— begin GIVEN DATA —

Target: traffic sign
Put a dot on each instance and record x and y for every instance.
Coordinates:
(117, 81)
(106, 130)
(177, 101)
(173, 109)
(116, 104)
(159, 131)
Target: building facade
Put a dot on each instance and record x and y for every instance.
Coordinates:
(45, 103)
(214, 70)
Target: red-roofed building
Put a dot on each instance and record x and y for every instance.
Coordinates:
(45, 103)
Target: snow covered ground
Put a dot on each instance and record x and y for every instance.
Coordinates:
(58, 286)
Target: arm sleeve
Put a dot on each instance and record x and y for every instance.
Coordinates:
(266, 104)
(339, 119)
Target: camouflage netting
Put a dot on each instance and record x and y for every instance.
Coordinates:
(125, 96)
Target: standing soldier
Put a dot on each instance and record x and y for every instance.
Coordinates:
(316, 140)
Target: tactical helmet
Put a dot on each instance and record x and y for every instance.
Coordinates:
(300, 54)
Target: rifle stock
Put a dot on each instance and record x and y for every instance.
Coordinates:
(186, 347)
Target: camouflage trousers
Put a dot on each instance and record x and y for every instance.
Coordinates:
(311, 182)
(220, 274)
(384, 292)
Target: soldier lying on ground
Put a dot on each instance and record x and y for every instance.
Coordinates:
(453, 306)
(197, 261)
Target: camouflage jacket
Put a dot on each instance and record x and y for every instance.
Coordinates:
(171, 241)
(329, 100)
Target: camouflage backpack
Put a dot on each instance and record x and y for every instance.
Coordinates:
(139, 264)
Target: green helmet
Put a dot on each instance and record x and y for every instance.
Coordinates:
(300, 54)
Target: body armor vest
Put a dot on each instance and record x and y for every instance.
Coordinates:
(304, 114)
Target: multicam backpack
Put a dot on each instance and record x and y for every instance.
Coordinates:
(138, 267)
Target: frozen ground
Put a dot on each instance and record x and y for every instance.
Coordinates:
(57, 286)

— end GIVEN DATA —

EXERCISE OBJECTIVE: Could you give the material again with every "Target" renamed to "Label" and everything else left unchanged?

ANSWER TO THE EXERCISE:
Label: traffic sign
Put a dot on each instance and record x and y for every instance.
Coordinates:
(117, 81)
(106, 130)
(177, 101)
(173, 109)
(116, 104)
(159, 131)
Label: building facade
Put a dot on each instance and record x and y for every instance.
Coordinates:
(45, 103)
(214, 70)
Label: red-roofed building
Put a dot on each instance and record x and y for every instance.
Coordinates:
(45, 103)
Label: snow covered ground
Put a dot on each instance and record x and y for every instance.
Coordinates:
(58, 286)
Label: arm sleeve
Put a dot on each instance and record x and y for every instance.
Coordinates:
(266, 104)
(339, 119)
Label: camouflage netting
Put a dot on each instance and record x and y for every instance.
Coordinates:
(125, 96)
Label: standing soldier
Put a dot on each instance and record x and y for every instance.
Coordinates:
(316, 140)
Label: tactical helmet
Put a dot on each instance and record x and y for every instance.
Coordinates:
(300, 54)
Label: rifle stock
Put a dot on each instance and record x and y for every instance.
Coordinates:
(186, 347)
Label: camouflage trousers
Put a dot on each instance and record x and y for every instance.
Coordinates:
(311, 182)
(220, 274)
(384, 292)
Label: soldier lying on ground
Put a dot on each instance and record x and y for every instance.
Coordinates:
(453, 306)
(197, 261)
Label: camouflage jacket
Put a dot on each instance and record x and y for every instance.
Coordinates:
(171, 241)
(329, 100)
Label: camouflage backpack
Put a dot on each instance and record x and y for every instance.
Coordinates:
(139, 264)
Label: green helmet
Put a dot on each instance and record x and y for every instance.
Coordinates:
(300, 54)
Label: body armor vest
Put a dot on each instance and record x and y for every instance.
Coordinates:
(304, 114)
Label: multicam backpack
Put a dot on each instance and record x and y for every instance.
Coordinates:
(138, 267)
Label: frozen ground
Put a dot on each instance and record x and y for every instance.
Coordinates:
(57, 286)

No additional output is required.